§ Extract provided
** BEGIN **

Aon launched the third edition of its US Cyber Market Update report, which revealed that in an ‘unprecedented year’ for ransomware attacks, the US cyber insurance market continued to grow, with a total of 170 US insurers reporting writing cyber insurance – compared to 140 in 2016, and 119 in 2015.
The study shows that cyber remained a profitable line of business, as industry loss ratios decreased in 2017 – from 47.6% to 32.4%, mostly due to a reduction in severity.
Average claim sizes also decreased, from approximately $91,000 in 2016 to $57,000 in 2017, driven by a growth in ransomware claims and a shift from standalone policies to package policies.
Meanwhile, US premiums increased 37% to $1.84bn in the same period, with market participation continuing to grow; the highest growth segment being insurers writing less than $1m in cyber premiums.
Aon Reinsurance Solutions head of cyber analytics Jon Laux said, “It is still early days in the development of the cyber insurance product, yet our study reveals that despite several significant and prolific cyber attacks in 2017, industry premiums continued to increase, and loss ratios continued to decrease. This is very encouraging for existing players and those looking to enter this line of business. It shows that insurers have the expertise to offer an appropriate product with first and third-party coverages that firms are willing to buy. It also demonstrates that underwriters are structuring and pricing policies in a way that allows them to generate profit. This is a positive outlook which should give cyber insurers the confidence to remain committed to this much-needed line of business.”

** END **

§ Extracted data
** BEGIN **

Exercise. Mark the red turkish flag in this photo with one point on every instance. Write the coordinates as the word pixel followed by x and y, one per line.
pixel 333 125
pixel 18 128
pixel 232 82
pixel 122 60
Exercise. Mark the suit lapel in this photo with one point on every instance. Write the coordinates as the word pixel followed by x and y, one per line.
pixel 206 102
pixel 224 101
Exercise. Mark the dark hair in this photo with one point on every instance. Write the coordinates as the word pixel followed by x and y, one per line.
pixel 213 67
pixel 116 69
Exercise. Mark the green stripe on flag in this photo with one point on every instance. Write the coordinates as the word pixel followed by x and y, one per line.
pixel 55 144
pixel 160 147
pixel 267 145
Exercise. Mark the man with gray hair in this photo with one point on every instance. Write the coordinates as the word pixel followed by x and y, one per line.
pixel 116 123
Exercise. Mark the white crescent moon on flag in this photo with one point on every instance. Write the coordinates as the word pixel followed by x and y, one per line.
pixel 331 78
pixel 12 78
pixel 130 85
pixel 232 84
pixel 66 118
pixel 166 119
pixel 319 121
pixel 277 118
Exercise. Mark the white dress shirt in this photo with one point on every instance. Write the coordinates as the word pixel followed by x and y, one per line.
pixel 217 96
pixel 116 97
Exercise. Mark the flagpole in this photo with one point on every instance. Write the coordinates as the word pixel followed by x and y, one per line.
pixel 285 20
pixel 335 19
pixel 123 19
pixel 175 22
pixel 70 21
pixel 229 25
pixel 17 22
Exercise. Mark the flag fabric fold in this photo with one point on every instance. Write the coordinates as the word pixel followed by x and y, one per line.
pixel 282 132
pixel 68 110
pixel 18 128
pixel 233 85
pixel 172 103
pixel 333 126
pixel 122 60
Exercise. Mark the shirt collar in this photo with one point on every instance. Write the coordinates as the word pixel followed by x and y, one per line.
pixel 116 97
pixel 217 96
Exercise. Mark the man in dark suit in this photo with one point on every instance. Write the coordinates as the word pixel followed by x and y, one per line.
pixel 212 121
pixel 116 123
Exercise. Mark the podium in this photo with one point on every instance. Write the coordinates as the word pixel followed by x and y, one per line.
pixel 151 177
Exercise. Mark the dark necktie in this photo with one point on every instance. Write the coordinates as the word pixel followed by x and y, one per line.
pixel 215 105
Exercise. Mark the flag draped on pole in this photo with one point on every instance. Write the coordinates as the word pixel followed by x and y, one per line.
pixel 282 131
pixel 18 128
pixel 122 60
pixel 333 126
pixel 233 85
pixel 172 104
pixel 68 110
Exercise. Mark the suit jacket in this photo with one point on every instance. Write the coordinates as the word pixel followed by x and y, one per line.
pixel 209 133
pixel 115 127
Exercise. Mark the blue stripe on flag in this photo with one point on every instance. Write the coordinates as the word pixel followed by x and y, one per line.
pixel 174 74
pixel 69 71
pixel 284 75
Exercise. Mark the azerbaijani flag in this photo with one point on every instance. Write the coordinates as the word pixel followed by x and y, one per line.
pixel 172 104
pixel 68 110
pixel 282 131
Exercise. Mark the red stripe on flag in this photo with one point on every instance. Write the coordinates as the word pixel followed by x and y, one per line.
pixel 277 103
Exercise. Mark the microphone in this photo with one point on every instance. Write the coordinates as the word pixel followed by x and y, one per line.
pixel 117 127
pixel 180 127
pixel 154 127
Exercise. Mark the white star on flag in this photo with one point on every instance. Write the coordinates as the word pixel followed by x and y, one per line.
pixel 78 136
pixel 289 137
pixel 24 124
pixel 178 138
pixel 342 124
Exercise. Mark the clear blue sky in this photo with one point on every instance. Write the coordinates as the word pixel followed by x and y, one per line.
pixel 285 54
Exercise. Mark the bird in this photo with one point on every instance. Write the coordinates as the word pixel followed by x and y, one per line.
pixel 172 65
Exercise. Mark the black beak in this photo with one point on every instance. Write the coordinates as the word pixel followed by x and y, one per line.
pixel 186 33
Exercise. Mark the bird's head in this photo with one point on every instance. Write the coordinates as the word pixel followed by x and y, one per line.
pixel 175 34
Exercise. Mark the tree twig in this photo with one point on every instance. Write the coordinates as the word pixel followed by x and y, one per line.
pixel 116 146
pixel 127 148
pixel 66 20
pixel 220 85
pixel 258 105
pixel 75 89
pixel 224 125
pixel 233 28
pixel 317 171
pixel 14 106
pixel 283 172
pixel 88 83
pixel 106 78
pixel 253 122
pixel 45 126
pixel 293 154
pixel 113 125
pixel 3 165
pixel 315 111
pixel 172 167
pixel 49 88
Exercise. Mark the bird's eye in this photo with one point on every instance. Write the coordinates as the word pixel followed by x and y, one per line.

** END **

§ Set exercise
List every dollar amount that appears in the cyber insurance market text, in the order they occur.

§ Written solution
- approximately $91,000
- $57,000
- $1.84bn
- $1m